_Required work_
(a) According to the gaming blog post, on what date was the most recent Game Day at the Fletcher Free Library held?
(b) Write the next part of the gaming blog post, picking up after its final sentence.

Sharon, Vermont, as seen from Interstate 89. http://www.flickr.com/photos/auvet/ / CC BY-NC-ND 2.0

Sometime later this morning, I’ll embark down good old Interstate 89, southbound for Total Confusion, the elder statesman of the New England gaming convention circuit. It’s my first trip to this particular show, though I have a rough idea of what to expect, from others’ tales. Fingers crossed for getting into one, if not two, of Brad Younie’s adventures in The Unexplained and plenty of board games on the side.

I’ll have my trusty camera in hand, so you’ll get to see what the convention looked like, as best I can document it. If you attend TotalCon yourself, I’ll be — one of — the guy(s) in souvenir Carnage T-shirts.

[Fletcher Free Library Gaming] Plague and Pestilence at the Library

This week’s Actual Play Friday report is brought to you by Brennan, a local Burlington gamer. In addition to spearheading the new program of board games at the Fletcher Free Library, he’s a general partner in crime when it comes to fostering widespread playing of tabletop games, as well as an avid miniature painter.

A world hangs in the epidemical balance. Photo by Brennan.

Tyler has allowed me to describe the activities of the most recent Game Day at the Fletcher Free Library here in Burlington, Vermont, on February 6th.

The day started off with me meeting Mike for the first time.  I then had the opportunity to introduce him to that highly colorful and semi-tetrisy (I made a word!) game of Blokus.  It’s a great game for two or four players with rules that take a literal minute to teach.  Essentially you are taking turns laying down various shapped tiles onto the board.  Each piece you lay down has to touch one of your own pieces, but only on a corner.  The object is to play all of your pieces before you run out suitable places on the game board.  In practice this involves trying to carve out sections of the board for yourself and to try to cunningly infiltrate your opponents turf.  It’s a game I highly recommend and that I really should get to the table more often.

_Given data_

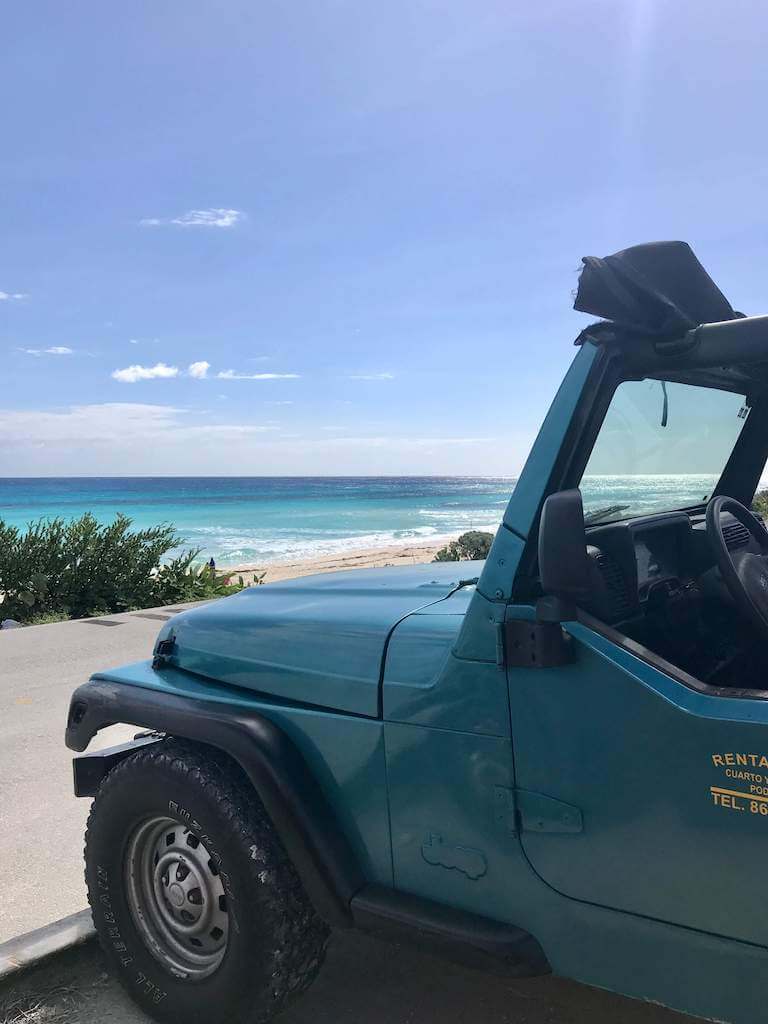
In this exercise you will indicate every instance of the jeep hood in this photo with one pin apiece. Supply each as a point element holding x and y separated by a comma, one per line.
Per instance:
<point>318,640</point>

_Results for the exercise_
(a) February 6th.

(b)
Afterwards, Orson, Sasha, and Nonny showed up and I showed them how to play Alhambra.  As usual, it was a very fun game, though I did not have my usual luck with it.

We then broke out Pandemic.  We had one of the most atrocious starts I have ever seen with Asia being nearly saturated with the initial outbreaks to the near exclusion of the rest of the board.  The early turns were rough with a nearly immediate outbreak.  But with perseverance, we chipped away and found our cure for the dreaded Red Cube Plague, and sprinted to find the additional cures.  All looked lost as we counted up the remaining turns and discovered we had only five player turns to cure the two remaining diseases.  But, after plotting for a half hour we actually came upon an intricate dance of actions that allowed us to win the game on the very last turn!

We ended the day with a few rounds of Incan Gold.  Another fast and simple (no matter what the Austin Star says) favorite.

As I write this, I am looking forward to even more gaming this coming weekend at the Fletcher.  But whatever should I bring to play?